Print the data exactly. Pictures stay out.
++++
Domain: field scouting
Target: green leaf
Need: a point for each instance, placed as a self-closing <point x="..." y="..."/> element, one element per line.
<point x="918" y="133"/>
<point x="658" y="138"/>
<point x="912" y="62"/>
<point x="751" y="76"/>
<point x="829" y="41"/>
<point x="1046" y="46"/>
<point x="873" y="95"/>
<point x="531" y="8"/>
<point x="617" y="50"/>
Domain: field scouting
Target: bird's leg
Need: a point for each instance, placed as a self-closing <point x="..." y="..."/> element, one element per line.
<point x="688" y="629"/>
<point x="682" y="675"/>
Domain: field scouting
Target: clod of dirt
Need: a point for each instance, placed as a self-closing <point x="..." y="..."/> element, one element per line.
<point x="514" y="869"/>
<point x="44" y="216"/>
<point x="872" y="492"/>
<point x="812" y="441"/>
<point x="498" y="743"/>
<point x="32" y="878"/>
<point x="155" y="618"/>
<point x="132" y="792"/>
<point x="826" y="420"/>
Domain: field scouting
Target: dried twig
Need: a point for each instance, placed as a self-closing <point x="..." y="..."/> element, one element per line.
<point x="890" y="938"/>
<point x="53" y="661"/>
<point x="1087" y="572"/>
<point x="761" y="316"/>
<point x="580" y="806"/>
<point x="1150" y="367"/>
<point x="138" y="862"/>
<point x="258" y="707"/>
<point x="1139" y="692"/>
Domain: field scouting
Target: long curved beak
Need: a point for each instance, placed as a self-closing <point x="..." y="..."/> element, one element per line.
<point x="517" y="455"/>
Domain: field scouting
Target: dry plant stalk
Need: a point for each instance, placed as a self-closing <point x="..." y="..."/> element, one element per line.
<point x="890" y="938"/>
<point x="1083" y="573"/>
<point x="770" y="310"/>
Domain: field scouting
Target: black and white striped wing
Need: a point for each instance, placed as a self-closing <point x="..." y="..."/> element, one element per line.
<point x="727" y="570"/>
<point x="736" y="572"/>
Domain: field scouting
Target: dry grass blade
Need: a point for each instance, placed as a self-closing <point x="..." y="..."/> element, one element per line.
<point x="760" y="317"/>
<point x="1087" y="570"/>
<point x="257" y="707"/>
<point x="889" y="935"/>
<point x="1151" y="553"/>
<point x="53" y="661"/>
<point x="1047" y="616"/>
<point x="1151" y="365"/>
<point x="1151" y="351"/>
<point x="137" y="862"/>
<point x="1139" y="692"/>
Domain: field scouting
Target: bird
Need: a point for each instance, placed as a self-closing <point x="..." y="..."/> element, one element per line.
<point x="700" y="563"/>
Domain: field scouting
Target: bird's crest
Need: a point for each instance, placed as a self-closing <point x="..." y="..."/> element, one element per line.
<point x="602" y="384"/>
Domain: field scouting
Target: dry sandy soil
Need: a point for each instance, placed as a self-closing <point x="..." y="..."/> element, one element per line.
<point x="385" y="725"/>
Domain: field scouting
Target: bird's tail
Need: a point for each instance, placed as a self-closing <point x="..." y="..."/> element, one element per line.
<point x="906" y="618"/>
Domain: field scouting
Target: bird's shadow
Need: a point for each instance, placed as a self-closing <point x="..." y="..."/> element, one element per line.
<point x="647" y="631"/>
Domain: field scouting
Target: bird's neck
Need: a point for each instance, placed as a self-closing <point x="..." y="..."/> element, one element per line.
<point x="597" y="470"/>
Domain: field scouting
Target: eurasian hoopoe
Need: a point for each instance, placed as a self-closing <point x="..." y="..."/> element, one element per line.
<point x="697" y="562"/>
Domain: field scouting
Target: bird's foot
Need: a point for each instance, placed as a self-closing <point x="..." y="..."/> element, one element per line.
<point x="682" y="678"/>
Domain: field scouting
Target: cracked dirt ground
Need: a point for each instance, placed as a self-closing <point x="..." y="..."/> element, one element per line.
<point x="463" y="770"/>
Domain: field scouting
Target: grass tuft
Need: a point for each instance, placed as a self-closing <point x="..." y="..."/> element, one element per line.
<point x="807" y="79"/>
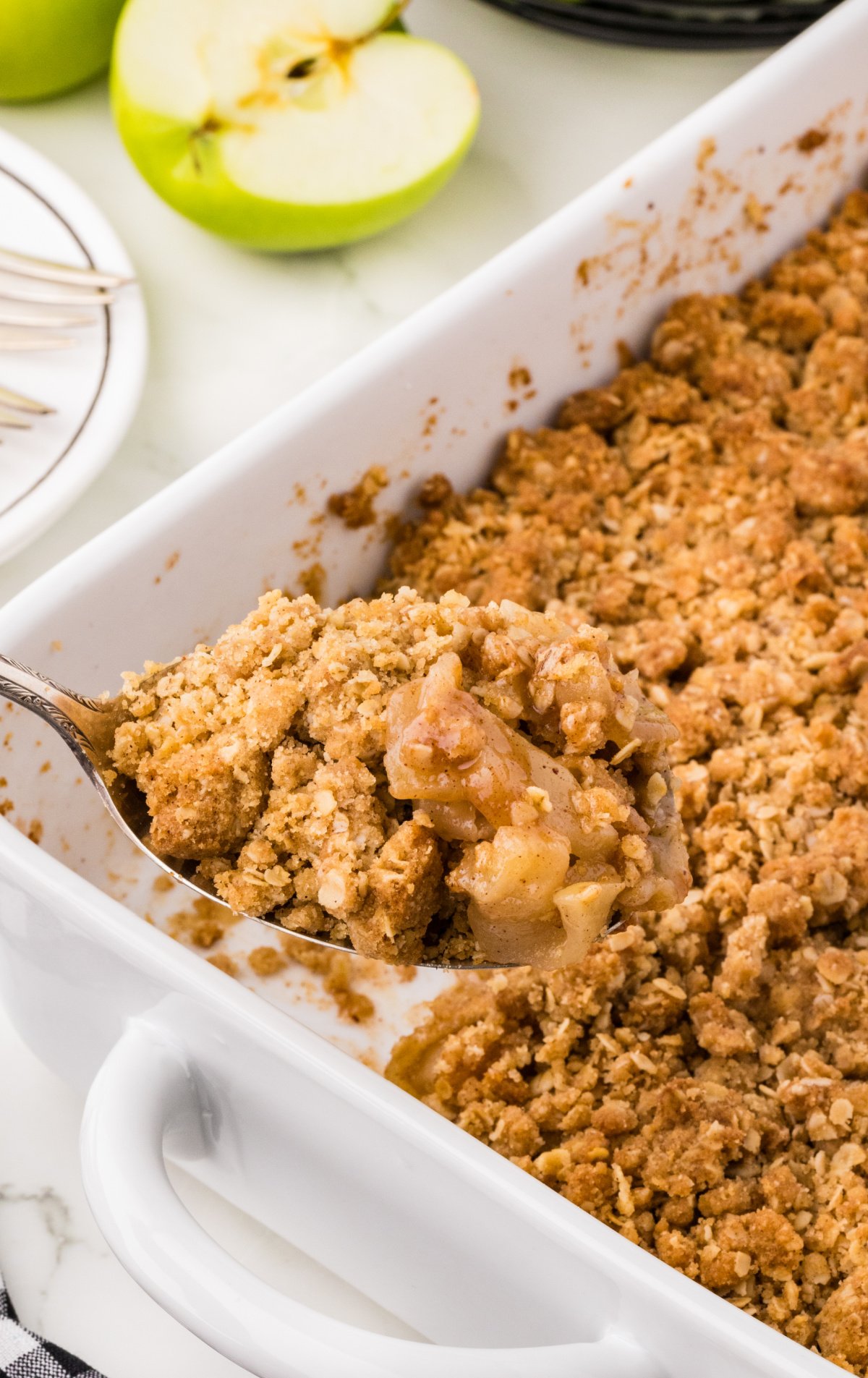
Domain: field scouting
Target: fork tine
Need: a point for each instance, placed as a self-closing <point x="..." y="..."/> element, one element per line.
<point x="17" y="338"/>
<point x="47" y="272"/>
<point x="48" y="295"/>
<point x="24" y="404"/>
<point x="44" y="320"/>
<point x="13" y="420"/>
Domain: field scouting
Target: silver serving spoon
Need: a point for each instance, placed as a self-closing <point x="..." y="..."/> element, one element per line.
<point x="87" y="726"/>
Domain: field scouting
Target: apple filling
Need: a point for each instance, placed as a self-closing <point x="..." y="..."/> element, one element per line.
<point x="422" y="781"/>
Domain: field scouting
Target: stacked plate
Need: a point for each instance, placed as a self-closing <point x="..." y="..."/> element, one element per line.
<point x="676" y="24"/>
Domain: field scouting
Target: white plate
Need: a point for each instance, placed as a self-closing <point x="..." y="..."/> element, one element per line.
<point x="95" y="386"/>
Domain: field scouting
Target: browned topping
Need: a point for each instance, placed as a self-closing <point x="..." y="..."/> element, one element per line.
<point x="700" y="1081"/>
<point x="356" y="507"/>
<point x="812" y="140"/>
<point x="386" y="770"/>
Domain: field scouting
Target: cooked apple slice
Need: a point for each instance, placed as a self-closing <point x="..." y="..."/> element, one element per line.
<point x="289" y="124"/>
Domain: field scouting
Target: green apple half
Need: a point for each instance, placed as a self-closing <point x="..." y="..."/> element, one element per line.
<point x="289" y="124"/>
<point x="50" y="46"/>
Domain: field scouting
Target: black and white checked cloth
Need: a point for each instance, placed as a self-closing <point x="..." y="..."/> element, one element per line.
<point x="24" y="1355"/>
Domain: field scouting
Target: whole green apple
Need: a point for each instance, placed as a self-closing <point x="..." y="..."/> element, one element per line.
<point x="51" y="46"/>
<point x="289" y="124"/>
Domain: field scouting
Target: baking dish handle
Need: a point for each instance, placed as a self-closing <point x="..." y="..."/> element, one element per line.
<point x="146" y="1090"/>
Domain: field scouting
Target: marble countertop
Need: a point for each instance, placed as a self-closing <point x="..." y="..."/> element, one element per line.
<point x="233" y="335"/>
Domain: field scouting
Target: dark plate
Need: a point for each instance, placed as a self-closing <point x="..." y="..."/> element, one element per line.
<point x="600" y="12"/>
<point x="650" y="32"/>
<point x="685" y="12"/>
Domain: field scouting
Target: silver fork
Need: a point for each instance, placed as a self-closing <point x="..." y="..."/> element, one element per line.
<point x="44" y="298"/>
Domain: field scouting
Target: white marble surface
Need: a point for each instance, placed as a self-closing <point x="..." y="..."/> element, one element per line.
<point x="231" y="336"/>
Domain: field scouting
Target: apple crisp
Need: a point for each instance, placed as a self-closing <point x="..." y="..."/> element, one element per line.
<point x="700" y="1081"/>
<point x="425" y="781"/>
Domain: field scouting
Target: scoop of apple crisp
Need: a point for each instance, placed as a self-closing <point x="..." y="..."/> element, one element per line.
<point x="426" y="781"/>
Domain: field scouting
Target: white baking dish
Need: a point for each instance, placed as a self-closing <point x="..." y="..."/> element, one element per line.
<point x="501" y="1274"/>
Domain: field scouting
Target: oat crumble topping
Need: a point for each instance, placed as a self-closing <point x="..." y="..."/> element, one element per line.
<point x="427" y="781"/>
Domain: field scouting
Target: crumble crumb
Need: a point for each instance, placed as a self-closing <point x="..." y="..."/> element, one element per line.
<point x="356" y="507"/>
<point x="203" y="925"/>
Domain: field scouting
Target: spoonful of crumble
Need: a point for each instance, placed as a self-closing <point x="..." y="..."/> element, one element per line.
++++
_Answer to this problem_.
Domain: field scouting
Target: green leaf
Need: a point for each instance, placed as a self-closing <point x="..." y="..."/> element, one element per line.
<point x="918" y="133"/>
<point x="658" y="138"/>
<point x="912" y="62"/>
<point x="751" y="76"/>
<point x="829" y="41"/>
<point x="1046" y="46"/>
<point x="873" y="95"/>
<point x="531" y="8"/>
<point x="617" y="50"/>
Domain: field scouting
Target: bird's leg
Need: a point for each instance, placed as a self-closing <point x="..." y="..."/> element, one element per line.
<point x="688" y="629"/>
<point x="682" y="675"/>
Domain: field scouting
Target: clod of dirt
Need: a point for each instance, placed as a self-closing <point x="..." y="..."/> element, one element per line.
<point x="514" y="869"/>
<point x="44" y="216"/>
<point x="872" y="492"/>
<point x="812" y="441"/>
<point x="498" y="743"/>
<point x="32" y="878"/>
<point x="155" y="618"/>
<point x="132" y="792"/>
<point x="826" y="420"/>
Domain: field scouting
Target: dried twig
Need: a point for each instance, placed as a self-closing <point x="..." y="..."/> element, one element per line.
<point x="890" y="938"/>
<point x="53" y="661"/>
<point x="1087" y="572"/>
<point x="761" y="316"/>
<point x="580" y="806"/>
<point x="1150" y="367"/>
<point x="138" y="862"/>
<point x="258" y="707"/>
<point x="1139" y="692"/>
Domain: field scouting
Target: long curved beak
Need: a point for each instance, placed as a self-closing <point x="..." y="..."/> element, one element per line.
<point x="517" y="455"/>
Domain: field scouting
Target: dry plant stalk
Need: a point for each instance, placed as a self-closing <point x="..." y="..."/> element, one element per line.
<point x="890" y="938"/>
<point x="1083" y="573"/>
<point x="770" y="310"/>
Domain: field scouting
Target: black and white striped wing
Need: a point for each instance, placed as a self-closing <point x="..." y="..."/> element, one element per line.
<point x="727" y="570"/>
<point x="736" y="572"/>
Domain: field scouting
Target: dry grass blade
Need: a point for each instance, placed as a self-closing <point x="..." y="..."/> element, one element per line.
<point x="760" y="317"/>
<point x="1087" y="570"/>
<point x="257" y="707"/>
<point x="889" y="935"/>
<point x="1151" y="553"/>
<point x="53" y="661"/>
<point x="1047" y="616"/>
<point x="1151" y="365"/>
<point x="1151" y="351"/>
<point x="137" y="862"/>
<point x="1139" y="692"/>
Domain: field scouting
Target: bird
Need: a point for each instance, placed as a self-closing <point x="..." y="..."/> element, one element per line.
<point x="700" y="563"/>
Domain: field scouting
Target: bird's crest
Need: a point for each instance, placed as a self-closing <point x="..." y="..."/> element, one element per line.
<point x="602" y="384"/>
Domain: field scouting
Target: dry sandy soil
Need: a point for each instance, placed as a self-closing <point x="..." y="..."/> element, one element per line.
<point x="385" y="725"/>
Domain: field scouting
Target: bird's tail
Need: a point for each instance, placed as a self-closing <point x="..." y="..."/> element, one element per line.
<point x="906" y="618"/>
Domain: field scouting
Target: bird's shadow
Need: a point for each instance, placed as a self-closing <point x="..." y="..."/> element, one element per line.
<point x="647" y="631"/>
Domain: field scouting
Target: bird's neck
Need: a point for each instance, placed as a self-closing <point x="..." y="..."/> element, one element per line.
<point x="597" y="470"/>
Domain: field scouting
Target: eurasian hoopoe
Need: a point for each instance, placed as a self-closing <point x="..." y="..."/> element, one element per line.
<point x="697" y="562"/>
Domain: field scouting
Target: bird's foot
Need: a point for each instance, placed as a self-closing <point x="..." y="..."/> element, one element per line.
<point x="682" y="678"/>
Domain: field scouting
Target: cracked dirt ground
Need: a point for each instance, placed as a self-closing <point x="..." y="..."/> element, one element per line.
<point x="463" y="770"/>
Domain: field scouting
Target: grass tuft
Need: a point for each instance, placed as a self-closing <point x="..." y="..."/> element, one element per line.
<point x="807" y="79"/>
Domain: field scouting
Target: fork tine
Need: a point for each instance, placed as a self-closing <point x="..." y="..."/> element, one element per line.
<point x="17" y="338"/>
<point x="47" y="272"/>
<point x="48" y="295"/>
<point x="24" y="404"/>
<point x="44" y="320"/>
<point x="13" y="420"/>
Domain: field scouting
Target: silver serving spoon
Need: a point for each instance, placed as a self-closing <point x="..." y="..."/> element, one element per line.
<point x="87" y="726"/>
Domain: field scouting
Target: apple filling
Need: a point for each instance, placed as a self-closing <point x="..." y="..."/> element, one element per line.
<point x="422" y="781"/>
Domain: field scouting
Target: stacked plate
Need: a point for each instance, placed as a self-closing <point x="..." y="..."/> element, one element per line.
<point x="676" y="24"/>
Domain: field scouting
Target: white plate
Need: a point for each instance, placed as a self-closing <point x="..." y="..."/> element, one element per line.
<point x="95" y="386"/>
Domain: field scouting
Target: browned topping
Need: a point for each instance, placed as a self-closing <point x="..." y="..."/> element, one element per line.
<point x="700" y="1081"/>
<point x="356" y="507"/>
<point x="812" y="140"/>
<point x="386" y="770"/>
Domain: field scouting
Target: cooked apple slice
Need: a point for each instance, placed as a self-closing <point x="..." y="..."/> element, one element per line.
<point x="289" y="124"/>
Domain: field scouting
Target: green apple half
Need: a point for each instance, placed as a self-closing <point x="..." y="..."/> element, one element per line.
<point x="289" y="124"/>
<point x="50" y="46"/>
Domain: field scouting
Target: black and white checked cloth
Need: a point for each instance, placed as a self-closing <point x="..." y="..."/> element, one element per line.
<point x="24" y="1355"/>
Domain: field scouting
Target: whole green apple
Need: a point for each instance, placed as a self-closing <point x="..." y="..."/> element, one element per line.
<point x="51" y="46"/>
<point x="289" y="124"/>
Domain: field scouting
Target: baking dish handle
Need: a point for each instance, placed as a self-closing <point x="..." y="..."/> element, one element per line.
<point x="146" y="1090"/>
Domain: field scouting
Target: marble countertop
Need: a point for each instance, placed as a self-closing <point x="..." y="..."/> element, one element per line.
<point x="233" y="335"/>
Domain: field scouting
Target: dark plate
Need: a point for each instance, placed as a self-closing <point x="..." y="..."/> element, one element per line.
<point x="600" y="12"/>
<point x="650" y="32"/>
<point x="685" y="12"/>
Domain: field scouting
Target: silver fork
Need: a point for each instance, placed as a self-closing <point x="..." y="..."/> element, one element per line.
<point x="44" y="298"/>
Domain: field scouting
Target: white marble surface
Need: a point for each instance, placed as a self-closing <point x="..." y="..."/> element, one element per line.
<point x="231" y="336"/>
Domain: field scouting
Target: apple crisp
Need: a point for each instance, placed as a self-closing <point x="..." y="..."/> element, one element per line.
<point x="700" y="1081"/>
<point x="425" y="781"/>
Domain: field scouting
Target: scoop of apple crisp
Need: a point for each instance, placed as a self-closing <point x="..." y="..."/> element, one element per line.
<point x="426" y="781"/>
Domain: field scouting
Target: white baking dish
Need: a point for each instance, placed as a self-closing <point x="..." y="..."/> element, one element per line.
<point x="501" y="1274"/>
Domain: field scouting
Target: oat crumble topping
Need: a point for each instance, placed as a self-closing <point x="..." y="..."/> element, one element per line.
<point x="427" y="781"/>
Domain: field scouting
Target: crumble crumb
Need: a point for each instance, placed as a self-closing <point x="..." y="..."/> element, one element per line.
<point x="356" y="507"/>
<point x="203" y="925"/>
Domain: field scouting
Target: spoonful of crumble
Need: a point for each instance, placed as a self-closing <point x="..." y="..."/> element, one element per line.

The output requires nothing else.